• [REQUIRED WORK] Every entry is to be restated exactly; pictures are not part of the copy.

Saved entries
-- -- --
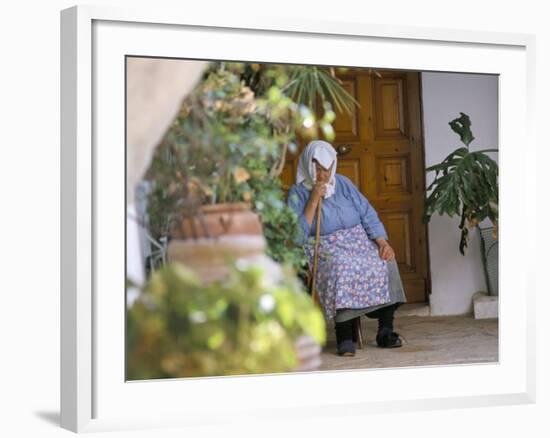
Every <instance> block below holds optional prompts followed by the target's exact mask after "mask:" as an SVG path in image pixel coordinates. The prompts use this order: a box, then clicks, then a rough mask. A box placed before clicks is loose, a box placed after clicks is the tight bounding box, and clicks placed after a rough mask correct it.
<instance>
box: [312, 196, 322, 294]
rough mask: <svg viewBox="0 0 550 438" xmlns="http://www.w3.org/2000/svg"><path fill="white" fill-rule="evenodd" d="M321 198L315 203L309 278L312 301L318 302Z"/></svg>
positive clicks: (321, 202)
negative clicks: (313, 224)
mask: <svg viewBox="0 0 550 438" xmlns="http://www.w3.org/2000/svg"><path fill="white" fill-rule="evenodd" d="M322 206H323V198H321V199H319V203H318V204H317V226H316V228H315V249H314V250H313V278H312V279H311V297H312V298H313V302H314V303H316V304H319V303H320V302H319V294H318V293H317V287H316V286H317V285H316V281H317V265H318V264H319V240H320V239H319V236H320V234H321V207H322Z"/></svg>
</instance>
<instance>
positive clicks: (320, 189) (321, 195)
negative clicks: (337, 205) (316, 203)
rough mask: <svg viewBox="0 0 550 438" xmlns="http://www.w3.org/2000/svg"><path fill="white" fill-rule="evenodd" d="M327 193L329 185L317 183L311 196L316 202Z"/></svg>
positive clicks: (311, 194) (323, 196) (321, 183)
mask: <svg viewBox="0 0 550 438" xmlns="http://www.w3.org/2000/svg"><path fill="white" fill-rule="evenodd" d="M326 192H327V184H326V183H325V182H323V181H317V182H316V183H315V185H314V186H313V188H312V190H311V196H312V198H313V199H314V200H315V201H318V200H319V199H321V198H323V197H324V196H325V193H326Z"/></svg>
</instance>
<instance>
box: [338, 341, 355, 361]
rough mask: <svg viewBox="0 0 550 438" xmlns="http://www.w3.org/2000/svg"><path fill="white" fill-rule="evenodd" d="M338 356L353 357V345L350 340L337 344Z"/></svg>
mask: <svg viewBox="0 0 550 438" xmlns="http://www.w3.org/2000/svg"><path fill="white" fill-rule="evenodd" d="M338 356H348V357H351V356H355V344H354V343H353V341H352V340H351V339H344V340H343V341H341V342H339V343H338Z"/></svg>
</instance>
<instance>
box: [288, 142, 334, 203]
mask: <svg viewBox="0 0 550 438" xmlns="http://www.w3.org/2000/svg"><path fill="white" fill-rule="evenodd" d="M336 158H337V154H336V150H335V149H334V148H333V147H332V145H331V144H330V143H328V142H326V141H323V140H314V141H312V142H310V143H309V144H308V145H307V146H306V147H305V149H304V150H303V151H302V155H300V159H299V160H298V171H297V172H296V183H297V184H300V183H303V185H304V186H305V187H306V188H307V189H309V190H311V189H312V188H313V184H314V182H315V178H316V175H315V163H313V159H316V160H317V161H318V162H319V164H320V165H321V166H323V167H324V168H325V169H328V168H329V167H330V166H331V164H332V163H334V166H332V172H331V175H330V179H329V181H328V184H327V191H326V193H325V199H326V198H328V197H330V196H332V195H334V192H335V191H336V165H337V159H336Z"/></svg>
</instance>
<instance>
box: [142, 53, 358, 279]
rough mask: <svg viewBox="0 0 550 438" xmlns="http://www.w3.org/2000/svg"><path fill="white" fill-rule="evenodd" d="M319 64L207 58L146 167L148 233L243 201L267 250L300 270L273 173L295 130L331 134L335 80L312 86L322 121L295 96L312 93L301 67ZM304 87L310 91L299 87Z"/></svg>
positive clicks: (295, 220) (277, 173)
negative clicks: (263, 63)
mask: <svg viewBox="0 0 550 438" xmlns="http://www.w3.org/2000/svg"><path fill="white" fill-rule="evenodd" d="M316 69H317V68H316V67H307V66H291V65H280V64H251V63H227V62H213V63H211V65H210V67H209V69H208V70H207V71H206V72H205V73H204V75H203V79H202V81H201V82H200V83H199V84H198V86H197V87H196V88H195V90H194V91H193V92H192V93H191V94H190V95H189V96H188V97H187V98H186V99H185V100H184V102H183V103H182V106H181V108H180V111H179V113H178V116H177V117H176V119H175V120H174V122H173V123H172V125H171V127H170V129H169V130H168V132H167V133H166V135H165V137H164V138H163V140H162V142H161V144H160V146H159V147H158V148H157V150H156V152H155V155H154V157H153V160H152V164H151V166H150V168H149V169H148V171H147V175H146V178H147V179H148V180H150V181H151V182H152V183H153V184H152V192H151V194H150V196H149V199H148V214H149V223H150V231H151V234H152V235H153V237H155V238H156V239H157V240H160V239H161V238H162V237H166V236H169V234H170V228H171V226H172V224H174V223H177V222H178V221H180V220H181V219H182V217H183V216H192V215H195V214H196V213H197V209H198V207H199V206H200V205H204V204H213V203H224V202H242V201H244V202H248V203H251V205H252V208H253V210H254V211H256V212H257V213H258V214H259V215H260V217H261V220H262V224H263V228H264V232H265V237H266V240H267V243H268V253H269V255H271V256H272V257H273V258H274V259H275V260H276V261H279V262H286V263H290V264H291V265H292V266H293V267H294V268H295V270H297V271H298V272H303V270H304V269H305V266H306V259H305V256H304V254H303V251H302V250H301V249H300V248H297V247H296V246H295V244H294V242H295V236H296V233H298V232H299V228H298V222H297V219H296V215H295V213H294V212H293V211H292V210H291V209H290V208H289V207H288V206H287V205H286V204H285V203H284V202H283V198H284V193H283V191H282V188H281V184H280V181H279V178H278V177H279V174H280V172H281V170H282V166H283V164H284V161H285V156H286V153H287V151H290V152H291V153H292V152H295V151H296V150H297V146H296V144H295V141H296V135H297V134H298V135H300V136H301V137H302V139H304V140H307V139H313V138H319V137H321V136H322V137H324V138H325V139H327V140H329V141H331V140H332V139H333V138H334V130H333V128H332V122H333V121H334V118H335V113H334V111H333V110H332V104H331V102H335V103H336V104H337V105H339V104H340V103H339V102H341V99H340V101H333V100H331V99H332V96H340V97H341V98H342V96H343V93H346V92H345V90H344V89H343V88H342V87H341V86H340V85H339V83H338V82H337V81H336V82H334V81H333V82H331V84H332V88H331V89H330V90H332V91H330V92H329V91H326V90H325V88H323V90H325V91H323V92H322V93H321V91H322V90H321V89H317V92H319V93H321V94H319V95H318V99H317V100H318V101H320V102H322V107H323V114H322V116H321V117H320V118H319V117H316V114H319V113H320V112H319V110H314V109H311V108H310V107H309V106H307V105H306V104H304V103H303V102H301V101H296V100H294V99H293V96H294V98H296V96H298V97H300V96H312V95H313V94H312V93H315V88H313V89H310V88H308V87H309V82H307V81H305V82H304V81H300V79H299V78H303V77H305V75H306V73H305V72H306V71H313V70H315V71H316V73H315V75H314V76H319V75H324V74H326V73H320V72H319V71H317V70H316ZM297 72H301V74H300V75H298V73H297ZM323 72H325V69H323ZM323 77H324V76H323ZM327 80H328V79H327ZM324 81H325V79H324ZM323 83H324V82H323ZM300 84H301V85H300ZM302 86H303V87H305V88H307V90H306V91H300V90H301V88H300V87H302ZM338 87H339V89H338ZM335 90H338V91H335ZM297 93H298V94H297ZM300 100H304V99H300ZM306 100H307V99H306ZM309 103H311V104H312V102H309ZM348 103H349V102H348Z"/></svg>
-- -- --
• [ANSWER BOX]
Every <instance> block below holds optional prompts followed by the target's exact mask after "mask:" as an SVG path in image pixel coordinates. The prompts use this order: a box, then clicks, then a rough mask. A box placed before clicks is loose, a box placed after clicks is the tight bounding box, and clicks placed after a rough mask correct it.
<instance>
box: [312, 196, 322, 294]
rough mask: <svg viewBox="0 0 550 438" xmlns="http://www.w3.org/2000/svg"><path fill="white" fill-rule="evenodd" d="M321 198L315 203L309 278L312 301L318 302Z"/></svg>
positive clicks: (321, 202)
negative clicks: (313, 224)
mask: <svg viewBox="0 0 550 438" xmlns="http://www.w3.org/2000/svg"><path fill="white" fill-rule="evenodd" d="M322 206H323V198H321V199H319V203H318V204H317V226H316V228H315V249H314V250H313V278H312V279H311V297H312V298H313V302H314V303H316V304H319V303H320V302H319V294H318V293H317V287H316V286H317V285H316V281H317V265H318V264H319V240H320V239H319V236H320V234H321V207H322Z"/></svg>
</instance>
<instance>
positive clicks: (320, 189) (321, 195)
negative clicks: (337, 205) (316, 203)
rough mask: <svg viewBox="0 0 550 438" xmlns="http://www.w3.org/2000/svg"><path fill="white" fill-rule="evenodd" d="M327 193L329 185L317 183L311 196L316 202Z"/></svg>
positive clicks: (311, 194) (323, 196) (321, 183)
mask: <svg viewBox="0 0 550 438" xmlns="http://www.w3.org/2000/svg"><path fill="white" fill-rule="evenodd" d="M326 192H327V184H326V183H325V182H323V181H317V182H316V183H315V185H314V186H313V188H312V190H311V196H312V198H313V199H314V200H315V201H318V200H319V199H321V198H323V197H324V196H325V193H326Z"/></svg>
</instance>
<instance>
box: [338, 341, 355, 361]
rough mask: <svg viewBox="0 0 550 438" xmlns="http://www.w3.org/2000/svg"><path fill="white" fill-rule="evenodd" d="M338 356L353 357V345L350 340L337 344Z"/></svg>
mask: <svg viewBox="0 0 550 438" xmlns="http://www.w3.org/2000/svg"><path fill="white" fill-rule="evenodd" d="M338 356H348V357H351V356H355V344H354V343H353V341H352V340H351V339H344V340H343V341H341V342H339V343H338Z"/></svg>
</instance>
<instance>
box: [288, 142, 334, 203]
mask: <svg viewBox="0 0 550 438" xmlns="http://www.w3.org/2000/svg"><path fill="white" fill-rule="evenodd" d="M336 158H337V154H336V150H335V149H334V148H333V147H332V145H331V144H330V143H328V142H326V141H323V140H314V141H312V142H310V143H309V144H308V145H307V146H306V147H305V149H304V150H303V151H302V155H300V159H299V160H298V171H297V172H296V183H297V184H300V183H303V185H304V186H305V187H306V188H307V189H309V190H311V189H312V188H313V184H314V182H315V178H316V175H315V163H313V159H316V160H317V161H318V162H319V164H320V165H321V166H323V167H324V168H325V169H328V168H329V167H330V166H331V164H332V163H334V166H332V172H331V175H330V179H329V181H328V184H327V191H326V193H325V199H326V198H328V197H330V196H332V195H334V192H335V191H336V165H337V159H336Z"/></svg>
</instance>
<instance>
box: [142, 53, 358, 279]
rough mask: <svg viewBox="0 0 550 438" xmlns="http://www.w3.org/2000/svg"><path fill="white" fill-rule="evenodd" d="M319 64L207 58L146 167L148 233L243 201L267 250L300 270L273 173L295 130L331 134L335 80L312 86L322 121L295 96L312 93L301 67ZM304 87L310 91L299 87Z"/></svg>
positive clicks: (295, 220) (277, 173)
negative clicks: (263, 63)
mask: <svg viewBox="0 0 550 438" xmlns="http://www.w3.org/2000/svg"><path fill="white" fill-rule="evenodd" d="M316 69H317V68H316V67H307V66H291V65H280V64H251V63H227V62H213V63H211V65H210V67H209V69H208V70H207V71H206V72H205V73H204V75H203V79H202V81H201V82H200V83H199V84H198V86H197V87H196V88H195V90H194V91H193V92H192V93H191V94H190V95H189V96H188V97H187V98H186V99H185V100H184V102H183V103H182V106H181V108H180V111H179V113H178V116H177V117H176V119H175V120H174V122H173V123H172V125H171V127H170V129H169V130H168V132H167V133H166V135H165V137H164V138H163V140H162V142H161V144H160V146H159V147H158V148H157V150H156V152H155V155H154V157H153V160H152V164H151V166H150V168H149V169H148V171H147V175H146V178H147V179H148V180H150V181H151V182H152V183H153V184H152V192H151V194H150V196H149V199H148V214H149V223H150V231H151V234H152V235H153V237H155V238H156V239H157V240H160V239H161V238H162V237H166V236H169V234H170V228H171V226H172V224H174V223H177V222H178V221H180V220H181V219H182V217H183V216H192V215H195V214H196V213H197V209H198V207H199V206H200V205H204V204H213V203H224V202H242V201H244V202H248V203H251V205H252V208H253V210H254V211H256V212H257V213H258V214H259V215H260V217H261V220H262V224H263V228H264V232H265V237H266V240H267V243H268V253H269V255H271V256H272V257H273V258H274V259H275V260H276V261H279V262H286V263H290V264H291V265H292V266H293V267H294V268H295V270H297V271H298V272H303V270H304V269H305V266H306V259H305V256H304V254H303V251H302V250H301V249H300V248H297V247H296V246H295V244H294V242H295V236H296V233H298V232H299V228H298V222H297V219H296V215H295V213H294V212H293V211H292V210H291V209H290V208H289V207H288V206H287V205H286V204H285V203H284V202H283V198H284V193H283V191H282V188H281V184H280V181H279V178H278V177H279V174H280V172H281V170H282V166H283V164H284V161H285V156H286V153H287V151H290V152H291V153H292V152H295V151H296V150H297V146H296V144H295V141H296V135H297V134H298V135H300V136H301V137H302V139H304V140H307V139H313V138H319V137H321V136H322V137H324V138H325V139H327V140H329V141H331V140H332V139H333V138H334V130H333V128H332V122H333V121H334V118H335V113H334V111H333V110H332V104H331V102H335V103H336V104H337V105H339V104H340V103H339V102H341V99H340V101H333V100H331V99H332V96H340V97H341V98H342V96H343V93H346V92H345V90H344V89H343V88H342V87H341V86H340V85H339V83H338V82H337V81H336V82H334V81H333V82H331V84H332V88H331V89H330V90H332V91H330V92H329V91H326V90H325V88H323V90H325V91H323V92H322V93H321V91H322V90H321V89H317V92H319V93H321V94H319V95H318V99H317V100H318V101H320V102H322V107H323V114H322V116H321V117H320V118H319V117H316V114H319V113H320V112H319V110H314V109H311V108H310V107H309V106H307V105H306V104H304V103H303V102H301V101H296V100H294V99H293V96H294V98H296V96H298V97H300V96H312V95H313V94H312V93H315V88H313V89H310V88H308V87H309V82H307V81H305V82H304V81H300V79H299V78H303V77H305V75H306V73H305V72H306V71H313V70H315V71H316V73H315V75H314V76H319V75H324V74H326V73H320V72H319V71H317V70H316ZM297 72H301V74H300V75H298V73H297ZM323 72H325V69H323ZM323 77H324V76H323ZM327 80H328V79H327ZM324 81H325V79H324ZM323 83H324V82H323ZM300 84H301V85H300ZM302 86H303V87H305V88H307V90H306V91H300V90H301V88H300V87H302ZM338 87H339V89H338ZM335 90H338V91H335ZM297 93H298V94H297ZM300 100H304V99H300ZM306 100H307V99H306ZM309 103H311V104H312V102H309ZM348 103H349V102H348Z"/></svg>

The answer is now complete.